===== PAGE

C’est ce qui arriverait aussi, messieurs, si vous vouliez supprimer les tours
et les hospices, avec d’autant plus de raison que vous m’empêcheriez pas la
séduction d’exister toujours. Il faut bien le reconnaître, le mal est dans
l’éducation que ne reçoivent pas les classes pauvres et non dans le maintien
des hospices ; ce n’est point avec quelques articles de loi que vous
parviendrez à ramener les hommes à la vertu, à leur inspirer des principes de
morale et d’honneur, ni à soulager l’extrême misère qui porte certaines mères à
se défaire de leurs enfants. Supprimez les hospices, et non seulement vous
n’aurez porté aucun remède à ce mal qui vous afflige, mais encore le remède que
vous croirez avoir trouvé sera plus dangereux.

==========
===== DONNÉES AFFICHÉES

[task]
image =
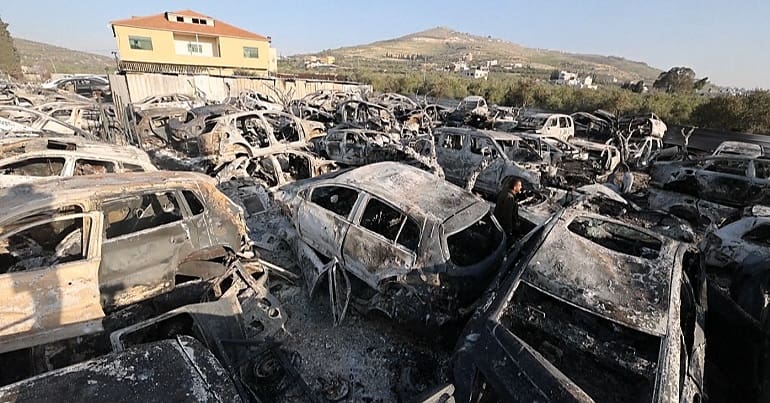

==========

TRAVAIL À FAIRE:
(1) D'après le texte sur les hospices, où se trouve le mal ?
(2) Prolongez, s'il vous plaît, le texte sur les hospices au-delà de sa dernière phrase.

RÉPONSES PAR CONSIGNE:
(1) Dans l'éducation que ne reçoivent pas les classes pauvres, et non dans le maintien des hospices.

(2)
On vous a dit,
messieurs, que les infanticides n’étaient pas fréquents en Belgique ; mais il
serait important de vérifier si, au moyen de la fermeture des tours et de la
suppression des hospices, vous ne les rendriez pas plus nombreux.
On vous a parlé
aussi du petit nombre de poursuites dirigées pour crime d’infanticide, mais on
a oublié de vous dire combien d’enfants ont été trouvés morts sans que la
justice ait jamais pu découvrir quels ont été les auteurs de leurs jours ; on a
oublié de vous dire que la femme qui considère l’événement de la maternité
comme une cause de déshonneur se prive ordinairement de tout secours, et que le
plus souvent le crime est environné du plus profond mystère ; on a oublié de
vous dire que l’impossibilité où se trouve la justice d’établir la preuve de ce
crime, fait souvent qu’elle demeure impuissante pour le punir.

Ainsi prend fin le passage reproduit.